作業内容
SSL-VPNの記事のうち、「1. Alibaba Cloud」から「Cloud ECS の場合にその通信が許可されるのか、されないのか、です。」までを一字も変えずに引用してください。

──────── 文書 ────────

VPN Gateway でSSL-VPN を使用する#3 ネットワークの話

以前に書いた“VPN Gateway でSSL-VPN を使用する#3 ネットワークの話”をInternational サイトを前提に書き直しました。テストも再度実施しています。

Alibaba Cloud VPN Gateway についてネットワーク視点で色々と確認した結果をまとめました。 1つはリモートネットワーク側からローカルネットワークへ通信できるのか、その時のリモート側のIPアドレスはどう見えるのか。 2つ目はスプリットトンネルされるのかどうかの確認です。あとはMTUなど。

1. Alibaba Cloud からVPNクライアントへの通信

前回は日本サイト契約のAlibaba Cloud VPN Gateway で行ったテストをInternational サイトのVPN Gateway で再度確認していきます。

確認したいことは通信の起点がAlibaba Cloud ECS の場合にその通信が許可されるのか、されないのか、です。

前回までの記事でAlibaba Cloud VPN Gateway のSSL-VPN機能を利用することで、オンプレミスのクライアントからAlibaba Cloud 上のECSへ通信出来ることはすでに確認出来ています。

今回は逆方向の通信を確認します。

  1. ECS からVPNクライアントへのPing
  2. VPN クライアントでのパケットの見え方

1.1. ECS からVPN クライアントへのPing

Alibaba Cloud ECS 上のUbuntu からVPNクライアントへPing を実行します。

1.1.1. VPNでアサインされたIPアドレス宛のPing

まずはVPNから割り当てられた”192.168.1.10″への通信をテストします。

──────── 提供情報 ────────

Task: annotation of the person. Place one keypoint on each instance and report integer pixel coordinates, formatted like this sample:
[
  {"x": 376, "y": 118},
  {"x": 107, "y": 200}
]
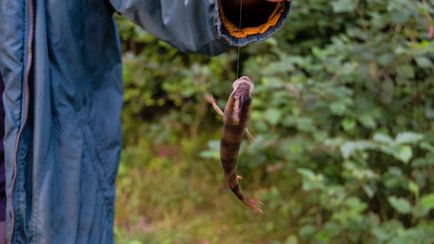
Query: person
[{"x": 61, "y": 66}]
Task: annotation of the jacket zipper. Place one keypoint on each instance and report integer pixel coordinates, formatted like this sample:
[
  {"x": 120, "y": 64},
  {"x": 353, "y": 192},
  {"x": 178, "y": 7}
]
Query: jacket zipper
[{"x": 26, "y": 112}]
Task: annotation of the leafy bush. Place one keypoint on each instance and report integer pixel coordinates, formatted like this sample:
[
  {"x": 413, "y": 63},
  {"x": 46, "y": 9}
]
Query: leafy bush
[{"x": 343, "y": 118}]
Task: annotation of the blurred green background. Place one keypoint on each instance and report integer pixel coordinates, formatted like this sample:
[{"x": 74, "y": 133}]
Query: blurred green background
[{"x": 343, "y": 119}]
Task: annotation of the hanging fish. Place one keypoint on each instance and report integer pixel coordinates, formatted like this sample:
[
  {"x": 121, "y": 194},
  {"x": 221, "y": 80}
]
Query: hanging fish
[{"x": 236, "y": 117}]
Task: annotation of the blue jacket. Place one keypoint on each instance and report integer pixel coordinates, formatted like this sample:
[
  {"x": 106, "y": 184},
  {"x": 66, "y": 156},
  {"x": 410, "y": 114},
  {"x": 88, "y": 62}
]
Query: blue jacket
[{"x": 61, "y": 65}]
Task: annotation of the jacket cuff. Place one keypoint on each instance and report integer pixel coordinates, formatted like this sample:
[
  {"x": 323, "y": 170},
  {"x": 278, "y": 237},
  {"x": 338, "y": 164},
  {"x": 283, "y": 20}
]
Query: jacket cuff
[{"x": 241, "y": 37}]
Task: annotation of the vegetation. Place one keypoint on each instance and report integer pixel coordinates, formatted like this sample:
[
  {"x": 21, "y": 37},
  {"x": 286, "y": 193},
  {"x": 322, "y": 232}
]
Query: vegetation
[{"x": 343, "y": 118}]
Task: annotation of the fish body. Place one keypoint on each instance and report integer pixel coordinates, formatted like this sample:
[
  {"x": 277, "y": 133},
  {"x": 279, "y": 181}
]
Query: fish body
[{"x": 236, "y": 117}]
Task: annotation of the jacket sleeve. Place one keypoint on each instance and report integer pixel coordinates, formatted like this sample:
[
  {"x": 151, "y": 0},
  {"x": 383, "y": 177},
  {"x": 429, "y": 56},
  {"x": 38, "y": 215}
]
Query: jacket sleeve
[{"x": 196, "y": 25}]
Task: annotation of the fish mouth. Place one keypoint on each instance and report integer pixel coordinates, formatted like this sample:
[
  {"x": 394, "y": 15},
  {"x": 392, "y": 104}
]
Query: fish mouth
[{"x": 242, "y": 82}]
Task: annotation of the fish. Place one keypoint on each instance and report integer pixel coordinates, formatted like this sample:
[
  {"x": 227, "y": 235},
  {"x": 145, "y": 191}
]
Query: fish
[{"x": 236, "y": 116}]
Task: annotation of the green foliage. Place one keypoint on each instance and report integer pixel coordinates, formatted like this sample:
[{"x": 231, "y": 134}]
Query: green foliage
[{"x": 343, "y": 119}]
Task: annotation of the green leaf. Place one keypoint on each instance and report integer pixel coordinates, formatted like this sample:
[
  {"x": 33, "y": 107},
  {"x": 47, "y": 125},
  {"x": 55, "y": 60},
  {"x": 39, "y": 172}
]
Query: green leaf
[
  {"x": 414, "y": 188},
  {"x": 340, "y": 6},
  {"x": 427, "y": 201},
  {"x": 383, "y": 138},
  {"x": 408, "y": 138},
  {"x": 400, "y": 204},
  {"x": 273, "y": 116},
  {"x": 404, "y": 154}
]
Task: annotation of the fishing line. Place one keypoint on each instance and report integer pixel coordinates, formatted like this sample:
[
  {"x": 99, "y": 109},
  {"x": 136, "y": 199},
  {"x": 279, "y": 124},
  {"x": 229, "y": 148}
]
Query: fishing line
[{"x": 239, "y": 27}]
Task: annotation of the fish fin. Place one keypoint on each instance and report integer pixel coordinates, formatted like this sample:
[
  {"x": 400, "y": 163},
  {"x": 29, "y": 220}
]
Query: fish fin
[
  {"x": 236, "y": 112},
  {"x": 254, "y": 204},
  {"x": 209, "y": 98},
  {"x": 249, "y": 136}
]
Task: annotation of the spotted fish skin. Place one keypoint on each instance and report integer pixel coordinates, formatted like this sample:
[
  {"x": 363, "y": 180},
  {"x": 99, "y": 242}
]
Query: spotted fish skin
[{"x": 236, "y": 118}]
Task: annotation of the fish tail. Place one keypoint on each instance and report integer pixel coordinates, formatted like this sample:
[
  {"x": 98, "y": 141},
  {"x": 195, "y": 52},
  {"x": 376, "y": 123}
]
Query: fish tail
[{"x": 250, "y": 202}]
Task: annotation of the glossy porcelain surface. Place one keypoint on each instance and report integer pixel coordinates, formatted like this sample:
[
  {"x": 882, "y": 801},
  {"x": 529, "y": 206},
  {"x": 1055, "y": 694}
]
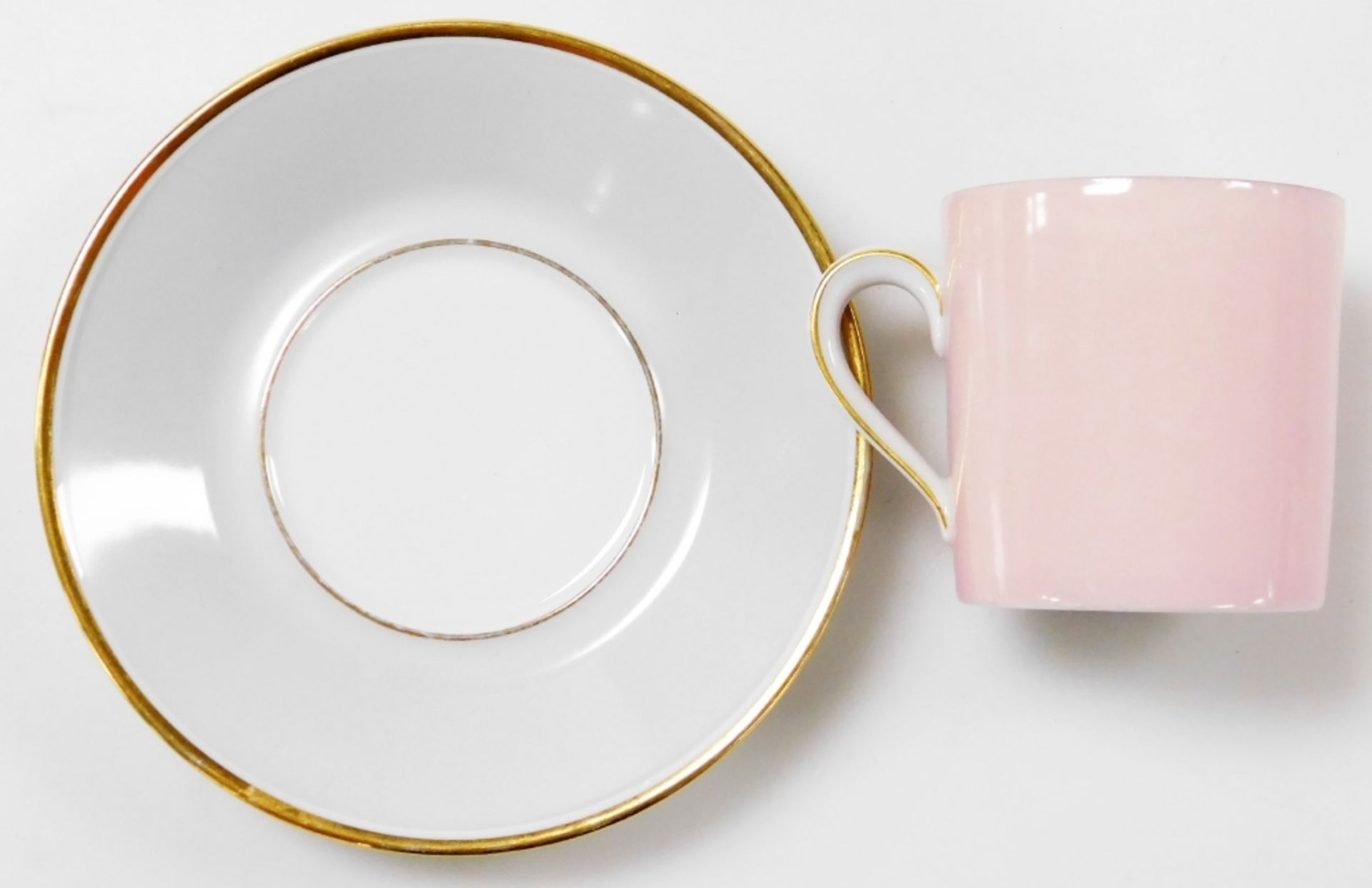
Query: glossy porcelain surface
[
  {"x": 457, "y": 441},
  {"x": 1142, "y": 380}
]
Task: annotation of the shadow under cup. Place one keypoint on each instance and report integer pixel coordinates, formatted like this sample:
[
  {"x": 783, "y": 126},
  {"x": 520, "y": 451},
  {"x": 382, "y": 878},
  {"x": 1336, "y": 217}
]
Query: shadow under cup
[{"x": 1142, "y": 385}]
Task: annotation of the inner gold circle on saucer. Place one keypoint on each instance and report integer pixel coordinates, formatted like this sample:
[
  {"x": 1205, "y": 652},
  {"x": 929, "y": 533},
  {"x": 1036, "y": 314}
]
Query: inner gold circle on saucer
[{"x": 429, "y": 490}]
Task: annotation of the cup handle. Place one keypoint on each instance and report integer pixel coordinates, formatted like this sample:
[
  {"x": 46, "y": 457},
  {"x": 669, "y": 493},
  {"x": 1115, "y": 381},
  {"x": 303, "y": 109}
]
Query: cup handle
[{"x": 842, "y": 280}]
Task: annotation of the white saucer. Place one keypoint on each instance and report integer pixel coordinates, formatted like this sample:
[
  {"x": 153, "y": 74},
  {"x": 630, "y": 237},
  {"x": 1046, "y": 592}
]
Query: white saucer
[{"x": 429, "y": 444}]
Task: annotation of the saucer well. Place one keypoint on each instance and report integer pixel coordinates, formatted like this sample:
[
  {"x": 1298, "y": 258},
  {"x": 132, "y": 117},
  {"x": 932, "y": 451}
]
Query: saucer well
[{"x": 429, "y": 445}]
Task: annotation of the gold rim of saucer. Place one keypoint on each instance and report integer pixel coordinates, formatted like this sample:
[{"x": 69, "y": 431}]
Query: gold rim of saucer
[{"x": 62, "y": 322}]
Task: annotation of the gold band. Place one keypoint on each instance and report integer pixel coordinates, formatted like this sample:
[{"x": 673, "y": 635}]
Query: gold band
[{"x": 62, "y": 324}]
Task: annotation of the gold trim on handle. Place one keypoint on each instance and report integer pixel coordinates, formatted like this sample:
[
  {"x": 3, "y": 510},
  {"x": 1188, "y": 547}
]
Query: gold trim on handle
[
  {"x": 833, "y": 386},
  {"x": 62, "y": 324}
]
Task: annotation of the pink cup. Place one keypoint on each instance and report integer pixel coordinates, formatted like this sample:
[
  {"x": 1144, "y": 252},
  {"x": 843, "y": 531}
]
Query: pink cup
[{"x": 1142, "y": 383}]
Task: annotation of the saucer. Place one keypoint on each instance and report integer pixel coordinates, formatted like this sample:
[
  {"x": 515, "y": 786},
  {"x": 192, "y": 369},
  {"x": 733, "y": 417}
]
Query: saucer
[{"x": 429, "y": 445}]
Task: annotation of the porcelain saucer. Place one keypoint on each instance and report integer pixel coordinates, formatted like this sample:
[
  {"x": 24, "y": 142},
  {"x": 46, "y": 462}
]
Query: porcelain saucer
[{"x": 429, "y": 444}]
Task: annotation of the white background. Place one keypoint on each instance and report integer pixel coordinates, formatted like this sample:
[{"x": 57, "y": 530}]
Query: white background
[{"x": 928, "y": 741}]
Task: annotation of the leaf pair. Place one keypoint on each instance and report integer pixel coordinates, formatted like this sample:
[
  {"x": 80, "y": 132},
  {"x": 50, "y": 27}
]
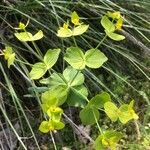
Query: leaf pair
[
  {"x": 109, "y": 139},
  {"x": 70, "y": 84},
  {"x": 125, "y": 113},
  {"x": 92, "y": 58},
  {"x": 47, "y": 126},
  {"x": 27, "y": 36},
  {"x": 40, "y": 68},
  {"x": 50, "y": 103},
  {"x": 9, "y": 55},
  {"x": 90, "y": 113},
  {"x": 78, "y": 28},
  {"x": 110, "y": 27}
]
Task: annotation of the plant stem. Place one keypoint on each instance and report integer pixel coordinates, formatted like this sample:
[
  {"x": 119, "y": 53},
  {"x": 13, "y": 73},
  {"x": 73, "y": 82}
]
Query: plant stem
[
  {"x": 101, "y": 41},
  {"x": 23, "y": 62},
  {"x": 53, "y": 141},
  {"x": 137, "y": 130},
  {"x": 99, "y": 128},
  {"x": 74, "y": 76}
]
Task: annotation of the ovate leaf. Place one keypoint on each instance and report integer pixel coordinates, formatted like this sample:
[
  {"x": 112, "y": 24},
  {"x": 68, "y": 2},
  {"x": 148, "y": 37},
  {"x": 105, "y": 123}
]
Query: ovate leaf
[
  {"x": 107, "y": 24},
  {"x": 114, "y": 15},
  {"x": 27, "y": 36},
  {"x": 75, "y": 18},
  {"x": 75, "y": 57},
  {"x": 9, "y": 55},
  {"x": 37, "y": 36},
  {"x": 58, "y": 125},
  {"x": 73, "y": 77},
  {"x": 77, "y": 96},
  {"x": 51, "y": 57},
  {"x": 109, "y": 139},
  {"x": 89, "y": 116},
  {"x": 24, "y": 36},
  {"x": 94, "y": 58},
  {"x": 79, "y": 30},
  {"x": 64, "y": 32},
  {"x": 119, "y": 23},
  {"x": 11, "y": 59},
  {"x": 111, "y": 110},
  {"x": 38, "y": 70},
  {"x": 99, "y": 100},
  {"x": 115, "y": 36},
  {"x": 45, "y": 127},
  {"x": 55, "y": 113}
]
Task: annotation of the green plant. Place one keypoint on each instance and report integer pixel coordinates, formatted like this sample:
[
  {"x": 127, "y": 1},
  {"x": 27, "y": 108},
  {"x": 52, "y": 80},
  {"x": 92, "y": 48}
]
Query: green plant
[{"x": 69, "y": 86}]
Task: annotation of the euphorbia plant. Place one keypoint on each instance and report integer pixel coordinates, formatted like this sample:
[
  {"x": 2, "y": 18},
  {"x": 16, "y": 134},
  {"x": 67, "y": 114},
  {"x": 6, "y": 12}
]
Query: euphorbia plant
[{"x": 68, "y": 86}]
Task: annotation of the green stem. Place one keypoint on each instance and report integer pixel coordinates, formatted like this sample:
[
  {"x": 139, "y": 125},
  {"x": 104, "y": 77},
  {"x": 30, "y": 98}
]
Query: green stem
[
  {"x": 53, "y": 141},
  {"x": 101, "y": 41},
  {"x": 99, "y": 128},
  {"x": 23, "y": 62},
  {"x": 74, "y": 77},
  {"x": 75, "y": 41},
  {"x": 37, "y": 49}
]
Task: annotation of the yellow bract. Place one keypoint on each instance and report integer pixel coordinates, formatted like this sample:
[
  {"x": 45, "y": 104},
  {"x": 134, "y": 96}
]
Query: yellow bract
[
  {"x": 78, "y": 28},
  {"x": 114, "y": 15},
  {"x": 9, "y": 55}
]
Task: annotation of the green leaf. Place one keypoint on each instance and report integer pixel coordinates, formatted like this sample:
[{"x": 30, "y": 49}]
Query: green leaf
[
  {"x": 119, "y": 23},
  {"x": 114, "y": 15},
  {"x": 73, "y": 77},
  {"x": 24, "y": 36},
  {"x": 98, "y": 143},
  {"x": 50, "y": 125},
  {"x": 39, "y": 35},
  {"x": 77, "y": 96},
  {"x": 61, "y": 93},
  {"x": 57, "y": 79},
  {"x": 75, "y": 57},
  {"x": 58, "y": 125},
  {"x": 115, "y": 36},
  {"x": 88, "y": 115},
  {"x": 75, "y": 18},
  {"x": 69, "y": 85},
  {"x": 55, "y": 113},
  {"x": 94, "y": 58},
  {"x": 9, "y": 55},
  {"x": 109, "y": 139},
  {"x": 11, "y": 59},
  {"x": 113, "y": 136},
  {"x": 127, "y": 113},
  {"x": 99, "y": 100},
  {"x": 107, "y": 24},
  {"x": 64, "y": 32},
  {"x": 27, "y": 36},
  {"x": 38, "y": 70},
  {"x": 111, "y": 110},
  {"x": 44, "y": 127},
  {"x": 54, "y": 97},
  {"x": 79, "y": 30},
  {"x": 124, "y": 116},
  {"x": 51, "y": 57}
]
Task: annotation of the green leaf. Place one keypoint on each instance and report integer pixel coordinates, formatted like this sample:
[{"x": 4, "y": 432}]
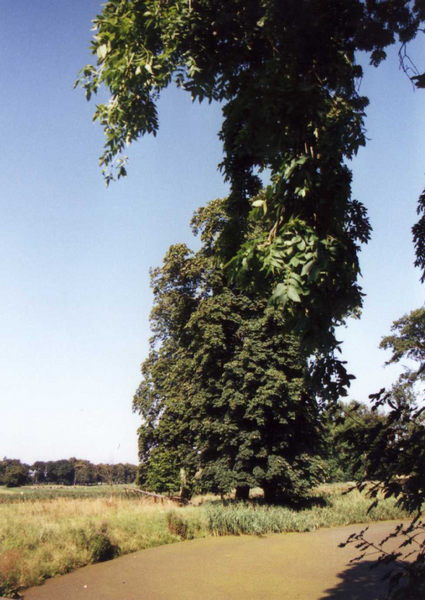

────────

回答
1. Alibaba Cloud からVPNクライアントへの通信

前回は日本サイト契約のAlibaba Cloud VPN Gateway で行ったテストをInternational サイトのVPN Gateway で再度確認していきます。

確認したいことは通信の起点がAlibaba Cloud ECS の場合にその通信が許可されるのか、されないのか、です。